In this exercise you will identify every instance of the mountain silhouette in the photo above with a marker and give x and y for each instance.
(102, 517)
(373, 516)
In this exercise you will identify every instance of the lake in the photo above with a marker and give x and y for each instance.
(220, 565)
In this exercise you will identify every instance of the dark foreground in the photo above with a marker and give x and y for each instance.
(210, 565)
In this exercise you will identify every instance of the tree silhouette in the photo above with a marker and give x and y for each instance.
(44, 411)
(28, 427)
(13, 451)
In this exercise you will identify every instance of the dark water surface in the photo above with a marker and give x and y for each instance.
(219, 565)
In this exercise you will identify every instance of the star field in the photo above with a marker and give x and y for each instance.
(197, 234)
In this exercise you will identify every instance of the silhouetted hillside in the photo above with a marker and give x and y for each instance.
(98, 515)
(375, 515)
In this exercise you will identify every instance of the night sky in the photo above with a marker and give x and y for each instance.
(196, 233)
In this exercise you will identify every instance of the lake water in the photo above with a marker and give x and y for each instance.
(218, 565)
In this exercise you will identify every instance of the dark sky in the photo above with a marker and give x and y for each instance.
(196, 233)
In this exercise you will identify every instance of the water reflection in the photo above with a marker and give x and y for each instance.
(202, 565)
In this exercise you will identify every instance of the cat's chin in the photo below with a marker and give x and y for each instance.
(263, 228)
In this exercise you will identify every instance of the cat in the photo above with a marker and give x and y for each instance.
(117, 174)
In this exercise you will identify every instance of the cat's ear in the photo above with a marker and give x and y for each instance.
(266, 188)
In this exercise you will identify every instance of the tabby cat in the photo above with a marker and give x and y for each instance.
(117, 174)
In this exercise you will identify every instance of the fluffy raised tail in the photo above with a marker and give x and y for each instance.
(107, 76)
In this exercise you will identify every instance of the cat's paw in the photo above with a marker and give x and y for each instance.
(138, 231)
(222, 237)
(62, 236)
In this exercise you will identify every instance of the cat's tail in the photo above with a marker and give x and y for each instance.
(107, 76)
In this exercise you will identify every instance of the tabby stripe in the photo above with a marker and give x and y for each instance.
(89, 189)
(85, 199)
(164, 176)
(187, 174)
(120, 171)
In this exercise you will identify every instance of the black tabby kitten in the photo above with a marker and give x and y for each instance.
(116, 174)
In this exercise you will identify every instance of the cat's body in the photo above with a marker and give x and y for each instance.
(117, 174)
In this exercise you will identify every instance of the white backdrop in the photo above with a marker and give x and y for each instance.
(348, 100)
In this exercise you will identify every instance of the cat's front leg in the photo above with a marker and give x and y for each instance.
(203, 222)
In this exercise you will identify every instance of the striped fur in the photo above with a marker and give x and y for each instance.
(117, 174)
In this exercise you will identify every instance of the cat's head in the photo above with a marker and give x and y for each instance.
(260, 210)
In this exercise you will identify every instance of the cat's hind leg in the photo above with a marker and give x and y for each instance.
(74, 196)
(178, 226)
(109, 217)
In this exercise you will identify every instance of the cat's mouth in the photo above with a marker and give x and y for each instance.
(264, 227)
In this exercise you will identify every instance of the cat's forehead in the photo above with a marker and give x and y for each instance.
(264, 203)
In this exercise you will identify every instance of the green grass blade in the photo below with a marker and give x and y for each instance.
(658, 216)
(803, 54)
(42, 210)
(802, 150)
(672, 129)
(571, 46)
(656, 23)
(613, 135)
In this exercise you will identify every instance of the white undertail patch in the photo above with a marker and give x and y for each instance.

= Exercise details =
Reproduce every line of the data above verbatim, with no changes, additions, or omissions.

= The completed task =
In this exercise you will identify every instance of the mountain silhouette in the photo above with a marker and give x and y for each instance.
(102, 517)
(373, 516)
In this exercise you will identify every instance of the lake in the photo above with a marker and give x and y for each instance.
(220, 565)
In this exercise you will identify every instance of the dark foreground in the photo above with a marker and give x and y for each instance.
(210, 565)
In this exercise you will identify every instance of the tree silhouette in the photo above with a marker and give x and y for each instance.
(44, 411)
(28, 427)
(13, 451)
In this exercise you will identify every instance of the dark water surface in the photo above with a marker and give x and y for each instance.
(219, 565)
In this exercise you will identify every instance of the star field in the photo above with a marker and give x and y for each instance.
(197, 234)
In this exercise you will identify every instance of the silhouetted hillside in the photo above with a marker and give x and y for each instance.
(98, 515)
(375, 515)
In this exercise you will identify every instance of the night sky in the photo above with a marker and give x and y for each instance.
(196, 233)
In this exercise you will identify every instance of the lake water in the photo above with a marker and give x and y for each instance.
(218, 565)
In this exercise you will identify every instance of the dark sky in the photo above with a marker and give x and y for each instance.
(196, 233)
In this exercise you will identify every instance of the water reflection in the photo above with a marker and give x and y for each instance.
(202, 565)
In this exercise you will identify every instance of the cat's chin in the photo below with a marker and give x and y for each instance.
(263, 228)
In this exercise you will identify every instance of the cat in the photo above with a marker and give x and y for each instance.
(117, 174)
In this exercise you will identify every instance of the cat's ear in the photo above with a marker and give x and y for each instance.
(266, 188)
In this exercise you will identify every instance of the tabby cat in the photo above with a marker and give x and y for each instance.
(117, 174)
In this exercise you will identify every instance of the fluffy raised tail in the photo above with a marker and give x and y for each instance.
(107, 76)
In this exercise you will identify every instance of the cat's paw in the photo above with a marker and give x and y for each instance.
(138, 231)
(222, 237)
(62, 236)
In this exercise you will identify every instance of the cat's tail in the photo above with a marker and give x and y for each instance.
(107, 76)
In this exercise you will identify every instance of the tabby stripe in the photo above with a marker and give x and y for each instance.
(89, 189)
(85, 199)
(164, 176)
(187, 174)
(120, 171)
In this exercise you will identify every instance of the black tabby kitten in the photo above with a marker and give x and y for each instance.
(116, 174)
In this exercise you will identify every instance of the cat's body in the photo above with a marker and give x and y for each instance.
(117, 174)
In this exercise you will identify every instance of the white backdrop in the photo above with a marker and give x and y for each instance.
(348, 100)
In this exercise you will identify every instance of the cat's front leg in the photo above with a marker and give x and y for each instance.
(203, 222)
In this exercise you will identify every instance of the striped fur in the photo above with a marker and give x and y for each instance.
(117, 174)
In this exercise you will identify every instance of the cat's head in the photo above with a marker and give x and y for each instance.
(260, 210)
In this exercise you will identify every instance of the cat's hind leg in the photo above with a marker and give x and y for each instance.
(74, 196)
(178, 226)
(109, 217)
In this exercise you will identify every instance of the cat's mouth in the photo above with a marker and give x and y for each instance.
(264, 227)
In this exercise you will identify every instance of the cat's forehead in the photo above with a marker and give x and y for each instance.
(264, 203)
In this exercise you will identify every instance of the green grass blade in the photo below with a marker and give x and y for each instance.
(658, 216)
(803, 54)
(42, 210)
(802, 150)
(672, 129)
(571, 46)
(656, 23)
(613, 135)
In this exercise you will identify every instance of the white undertail patch in the photo above with a marker and give x and y for each instance.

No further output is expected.